DOCUMENT SECTION -
####################
After the Tangshan Earthquake

Tangshan Earthquake

This small softcover book is a collection of photographs and reports dealing with the aftermath of the devastating earthquake which struck just outside Beijing. Coming as it did in 1976, when the various rivals looking to succeed a increasingly incapacitated Mao were jockeying for position, the book must be one of the last officially sanctioned expressions of ultra-Maoist thought. The text is replete with references to criticising Deng Xiaoping, locating it firmly on the side of the Gang of Four, including Mao’s spiteful wife, who were intent on continuing the hardline path. Deng was the one who repudiated the excesses of the Cultural Revolution while venerating Mao’s memory that led to China emerging from the isolation and paranoia of its murderous founding father.

It was into this political maelstrom that the devastating earthquake centred on Tangshan occurred which claimed approximately 250,000 lives. Despite this book being ostensibly about the humanitarian rescue and recovery effort, the political context is ever present.  A number of ‘heroes’ appear in the text who are presented as embodying the virtues of Maoist thought, which can be summed up by ditching your family who may be trapped in the rubble, holding a meeting with fellow communist cadres (at which time you adopt a resolution criticising Deng Xiaoping) and finding some quote from Mao that is supposed to guide your actions.
####################
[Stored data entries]
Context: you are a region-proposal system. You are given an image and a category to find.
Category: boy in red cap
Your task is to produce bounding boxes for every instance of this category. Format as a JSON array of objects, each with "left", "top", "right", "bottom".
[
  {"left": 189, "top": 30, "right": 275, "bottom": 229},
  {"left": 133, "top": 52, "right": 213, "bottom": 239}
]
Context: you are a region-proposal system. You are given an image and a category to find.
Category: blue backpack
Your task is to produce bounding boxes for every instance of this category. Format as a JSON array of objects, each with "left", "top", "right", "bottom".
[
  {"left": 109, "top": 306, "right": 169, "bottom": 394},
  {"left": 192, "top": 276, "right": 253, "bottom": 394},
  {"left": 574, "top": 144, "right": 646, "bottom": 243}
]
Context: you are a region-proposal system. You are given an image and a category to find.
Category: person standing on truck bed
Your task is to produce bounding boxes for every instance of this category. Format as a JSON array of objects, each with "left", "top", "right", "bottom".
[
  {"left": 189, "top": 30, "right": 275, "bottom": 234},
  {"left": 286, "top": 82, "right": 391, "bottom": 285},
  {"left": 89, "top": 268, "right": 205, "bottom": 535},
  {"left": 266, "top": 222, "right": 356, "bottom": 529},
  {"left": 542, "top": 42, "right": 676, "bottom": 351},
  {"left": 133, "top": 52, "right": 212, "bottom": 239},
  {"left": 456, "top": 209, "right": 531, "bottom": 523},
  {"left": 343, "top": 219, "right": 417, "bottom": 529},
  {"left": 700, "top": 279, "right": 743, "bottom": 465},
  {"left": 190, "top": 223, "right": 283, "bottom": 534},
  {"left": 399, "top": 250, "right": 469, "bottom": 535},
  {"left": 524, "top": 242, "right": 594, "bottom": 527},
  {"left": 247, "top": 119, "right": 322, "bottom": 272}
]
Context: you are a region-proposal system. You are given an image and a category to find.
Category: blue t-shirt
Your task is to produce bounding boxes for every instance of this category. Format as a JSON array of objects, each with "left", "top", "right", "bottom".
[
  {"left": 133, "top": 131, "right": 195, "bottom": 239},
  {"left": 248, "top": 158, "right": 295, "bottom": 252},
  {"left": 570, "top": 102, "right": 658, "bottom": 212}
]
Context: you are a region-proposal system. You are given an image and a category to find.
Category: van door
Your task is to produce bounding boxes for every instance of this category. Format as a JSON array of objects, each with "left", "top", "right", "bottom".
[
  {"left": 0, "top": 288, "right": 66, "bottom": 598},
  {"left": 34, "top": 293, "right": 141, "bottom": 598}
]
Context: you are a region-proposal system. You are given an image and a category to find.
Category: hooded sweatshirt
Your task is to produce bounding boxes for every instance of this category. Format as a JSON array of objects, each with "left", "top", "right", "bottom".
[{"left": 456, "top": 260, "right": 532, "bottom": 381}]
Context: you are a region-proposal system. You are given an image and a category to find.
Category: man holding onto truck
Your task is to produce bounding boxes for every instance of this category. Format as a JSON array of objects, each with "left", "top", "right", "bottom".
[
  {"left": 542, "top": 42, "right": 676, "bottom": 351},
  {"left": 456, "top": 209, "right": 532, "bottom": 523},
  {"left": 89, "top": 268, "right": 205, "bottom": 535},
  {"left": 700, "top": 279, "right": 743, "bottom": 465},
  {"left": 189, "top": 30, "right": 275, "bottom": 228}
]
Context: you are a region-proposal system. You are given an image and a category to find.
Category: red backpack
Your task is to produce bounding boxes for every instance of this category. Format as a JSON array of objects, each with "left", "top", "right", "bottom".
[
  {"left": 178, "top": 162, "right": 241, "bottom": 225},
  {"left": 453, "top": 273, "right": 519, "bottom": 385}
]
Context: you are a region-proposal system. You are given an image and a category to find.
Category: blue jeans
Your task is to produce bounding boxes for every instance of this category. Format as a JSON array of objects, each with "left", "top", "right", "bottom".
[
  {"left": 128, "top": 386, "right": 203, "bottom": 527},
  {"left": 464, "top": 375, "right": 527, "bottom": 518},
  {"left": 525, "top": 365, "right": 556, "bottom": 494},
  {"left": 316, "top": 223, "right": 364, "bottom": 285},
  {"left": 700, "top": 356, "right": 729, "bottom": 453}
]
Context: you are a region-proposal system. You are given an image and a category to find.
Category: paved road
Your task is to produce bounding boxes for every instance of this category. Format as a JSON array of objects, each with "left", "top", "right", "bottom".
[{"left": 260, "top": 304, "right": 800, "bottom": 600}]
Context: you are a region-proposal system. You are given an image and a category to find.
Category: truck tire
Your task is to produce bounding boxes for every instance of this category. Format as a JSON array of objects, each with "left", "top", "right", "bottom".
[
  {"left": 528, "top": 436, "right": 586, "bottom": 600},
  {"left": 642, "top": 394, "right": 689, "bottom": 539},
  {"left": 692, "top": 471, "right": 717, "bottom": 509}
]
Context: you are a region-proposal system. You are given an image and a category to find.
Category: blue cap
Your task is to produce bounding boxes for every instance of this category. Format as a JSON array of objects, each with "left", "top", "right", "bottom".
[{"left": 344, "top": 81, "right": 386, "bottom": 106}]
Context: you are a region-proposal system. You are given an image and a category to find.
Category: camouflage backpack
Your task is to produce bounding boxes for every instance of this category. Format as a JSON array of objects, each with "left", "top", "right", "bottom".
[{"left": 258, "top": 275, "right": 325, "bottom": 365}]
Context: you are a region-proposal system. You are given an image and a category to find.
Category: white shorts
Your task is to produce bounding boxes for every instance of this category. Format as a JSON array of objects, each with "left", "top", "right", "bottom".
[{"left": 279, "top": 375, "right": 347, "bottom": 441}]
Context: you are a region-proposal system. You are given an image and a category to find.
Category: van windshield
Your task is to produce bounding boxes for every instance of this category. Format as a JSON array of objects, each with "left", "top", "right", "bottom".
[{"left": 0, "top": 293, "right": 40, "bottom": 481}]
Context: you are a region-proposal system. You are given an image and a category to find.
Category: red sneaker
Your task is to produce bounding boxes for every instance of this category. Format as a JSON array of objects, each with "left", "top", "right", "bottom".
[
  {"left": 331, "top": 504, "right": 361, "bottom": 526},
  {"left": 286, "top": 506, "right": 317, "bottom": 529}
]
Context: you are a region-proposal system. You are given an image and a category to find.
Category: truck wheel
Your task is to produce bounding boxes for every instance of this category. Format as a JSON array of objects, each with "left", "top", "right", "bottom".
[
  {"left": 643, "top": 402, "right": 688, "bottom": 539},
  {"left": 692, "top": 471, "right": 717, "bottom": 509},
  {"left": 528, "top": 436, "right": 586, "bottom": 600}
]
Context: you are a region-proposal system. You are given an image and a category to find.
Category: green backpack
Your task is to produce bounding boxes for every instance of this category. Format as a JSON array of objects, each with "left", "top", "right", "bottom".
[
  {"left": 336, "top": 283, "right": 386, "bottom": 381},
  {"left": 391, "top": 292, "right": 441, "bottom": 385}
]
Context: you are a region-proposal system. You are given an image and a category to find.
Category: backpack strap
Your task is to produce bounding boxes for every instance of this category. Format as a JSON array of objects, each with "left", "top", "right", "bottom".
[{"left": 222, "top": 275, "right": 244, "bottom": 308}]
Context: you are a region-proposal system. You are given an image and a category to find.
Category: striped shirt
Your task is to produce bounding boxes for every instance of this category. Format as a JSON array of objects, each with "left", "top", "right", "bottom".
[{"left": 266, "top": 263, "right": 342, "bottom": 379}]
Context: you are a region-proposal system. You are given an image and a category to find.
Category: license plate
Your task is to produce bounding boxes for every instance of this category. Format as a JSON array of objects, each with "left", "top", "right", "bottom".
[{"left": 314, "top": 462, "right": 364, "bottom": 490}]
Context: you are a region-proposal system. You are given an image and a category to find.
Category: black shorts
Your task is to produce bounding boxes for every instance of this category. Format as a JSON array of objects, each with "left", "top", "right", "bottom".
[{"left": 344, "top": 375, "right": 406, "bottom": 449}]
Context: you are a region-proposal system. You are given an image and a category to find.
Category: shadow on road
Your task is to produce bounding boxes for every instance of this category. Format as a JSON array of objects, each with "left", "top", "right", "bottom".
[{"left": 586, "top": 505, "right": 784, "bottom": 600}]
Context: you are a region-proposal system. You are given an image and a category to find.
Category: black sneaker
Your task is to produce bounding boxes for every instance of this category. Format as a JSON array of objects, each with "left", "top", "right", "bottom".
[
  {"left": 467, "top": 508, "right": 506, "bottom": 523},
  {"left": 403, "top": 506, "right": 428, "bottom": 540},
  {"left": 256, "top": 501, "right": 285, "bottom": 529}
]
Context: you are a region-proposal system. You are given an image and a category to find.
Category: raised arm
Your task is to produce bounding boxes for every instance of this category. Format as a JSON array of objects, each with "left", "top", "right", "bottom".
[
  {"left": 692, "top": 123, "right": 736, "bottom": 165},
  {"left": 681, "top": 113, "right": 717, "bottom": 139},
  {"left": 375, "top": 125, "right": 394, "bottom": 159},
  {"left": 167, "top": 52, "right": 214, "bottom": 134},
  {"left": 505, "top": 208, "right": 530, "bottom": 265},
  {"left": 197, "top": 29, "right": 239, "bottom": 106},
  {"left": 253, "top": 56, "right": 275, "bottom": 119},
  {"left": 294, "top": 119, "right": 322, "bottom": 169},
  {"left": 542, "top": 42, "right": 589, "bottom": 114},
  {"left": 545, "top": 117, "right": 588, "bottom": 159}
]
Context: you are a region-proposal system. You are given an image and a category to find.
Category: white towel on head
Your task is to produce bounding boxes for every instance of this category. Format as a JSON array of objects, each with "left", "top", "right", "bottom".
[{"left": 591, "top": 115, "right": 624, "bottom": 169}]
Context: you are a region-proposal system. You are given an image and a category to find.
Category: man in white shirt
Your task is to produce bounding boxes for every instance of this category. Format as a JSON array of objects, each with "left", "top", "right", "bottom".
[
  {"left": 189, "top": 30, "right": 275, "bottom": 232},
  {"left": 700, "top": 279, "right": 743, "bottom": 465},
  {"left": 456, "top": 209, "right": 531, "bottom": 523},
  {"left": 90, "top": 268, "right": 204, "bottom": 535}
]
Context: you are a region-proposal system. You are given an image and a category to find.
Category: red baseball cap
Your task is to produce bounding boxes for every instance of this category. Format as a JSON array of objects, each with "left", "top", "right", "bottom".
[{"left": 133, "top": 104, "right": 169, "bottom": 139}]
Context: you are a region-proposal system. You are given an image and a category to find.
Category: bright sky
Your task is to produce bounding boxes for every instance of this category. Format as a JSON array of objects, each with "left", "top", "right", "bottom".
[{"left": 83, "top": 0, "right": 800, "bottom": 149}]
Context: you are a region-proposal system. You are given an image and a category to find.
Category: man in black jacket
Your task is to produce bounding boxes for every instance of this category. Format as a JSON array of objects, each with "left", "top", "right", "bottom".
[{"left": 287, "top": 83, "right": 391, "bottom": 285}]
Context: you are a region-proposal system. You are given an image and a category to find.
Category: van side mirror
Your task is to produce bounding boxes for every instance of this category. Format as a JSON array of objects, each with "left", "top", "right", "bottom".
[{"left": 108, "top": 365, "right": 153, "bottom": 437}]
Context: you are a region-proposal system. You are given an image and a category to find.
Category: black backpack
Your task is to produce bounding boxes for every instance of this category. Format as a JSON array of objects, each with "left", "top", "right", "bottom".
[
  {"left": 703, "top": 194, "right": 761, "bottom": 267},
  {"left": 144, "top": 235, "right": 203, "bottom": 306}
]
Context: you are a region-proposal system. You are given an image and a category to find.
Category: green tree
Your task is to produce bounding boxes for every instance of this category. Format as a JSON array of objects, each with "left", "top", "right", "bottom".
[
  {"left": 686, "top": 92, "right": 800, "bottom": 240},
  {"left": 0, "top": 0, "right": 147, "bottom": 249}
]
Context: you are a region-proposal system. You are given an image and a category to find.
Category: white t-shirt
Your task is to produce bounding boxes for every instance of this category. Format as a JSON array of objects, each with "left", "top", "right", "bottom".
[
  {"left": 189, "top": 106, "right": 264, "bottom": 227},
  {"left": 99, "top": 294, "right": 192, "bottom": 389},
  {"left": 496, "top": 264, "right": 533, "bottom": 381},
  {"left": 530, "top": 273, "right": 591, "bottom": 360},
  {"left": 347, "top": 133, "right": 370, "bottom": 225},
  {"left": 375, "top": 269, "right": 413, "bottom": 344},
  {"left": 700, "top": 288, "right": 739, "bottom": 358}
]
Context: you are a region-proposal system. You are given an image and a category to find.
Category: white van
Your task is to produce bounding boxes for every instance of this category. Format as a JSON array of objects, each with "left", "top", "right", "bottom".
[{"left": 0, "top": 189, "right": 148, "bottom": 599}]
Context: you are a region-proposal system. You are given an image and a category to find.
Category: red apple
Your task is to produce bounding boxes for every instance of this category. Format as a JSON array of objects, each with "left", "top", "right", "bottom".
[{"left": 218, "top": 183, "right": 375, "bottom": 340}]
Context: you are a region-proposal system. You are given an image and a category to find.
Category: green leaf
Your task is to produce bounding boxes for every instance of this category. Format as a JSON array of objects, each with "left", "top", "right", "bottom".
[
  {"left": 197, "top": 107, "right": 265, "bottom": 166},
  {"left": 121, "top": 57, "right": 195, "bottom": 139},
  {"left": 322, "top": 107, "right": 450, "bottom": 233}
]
####################
EXERCISE REQUIREMENTS - Proceed with the review of the Tangshan earthquake book, starting right after its final sentence.

TASK OUTPUT -
The images accompanying the book are culled from supposedly photojournalistic sources but most have been carefully constructed and posed to present an idealised image of recovery from disaster. We see no pictures of ruins, bodies or suffering. Instead we are presented with the clean, orderly world of the Maoist imagination where fresh-faced and loyal cadres selflessly devote their energies towards reconstruction.  Mao only appears once in the photographs, his portrait is held aloft by a crowd chanting their gratitude towards him at the front of the book. Abundance is represented through the copious amounts of aid being loaded onto planes, industry is back at full capacity thanks to the smiling miners clapping the coal conveyor belt while smiling victims receive medical treatment and food from the ever efficient PLA.

The whole narrative is absolutely ridiculous and it shows just how fervent the propaganda machine was after a decade of Cultural Revolution chaos and violence. As usual in such extreme situations where everybody is suspect and the threat of violence is ever present, official propaganda becomes more and more fantastic in its claims as both the producers and readers of this material vie to prove their loyalty for protection. But viewed from outside the context of fear that produced it, the fantasy collapses.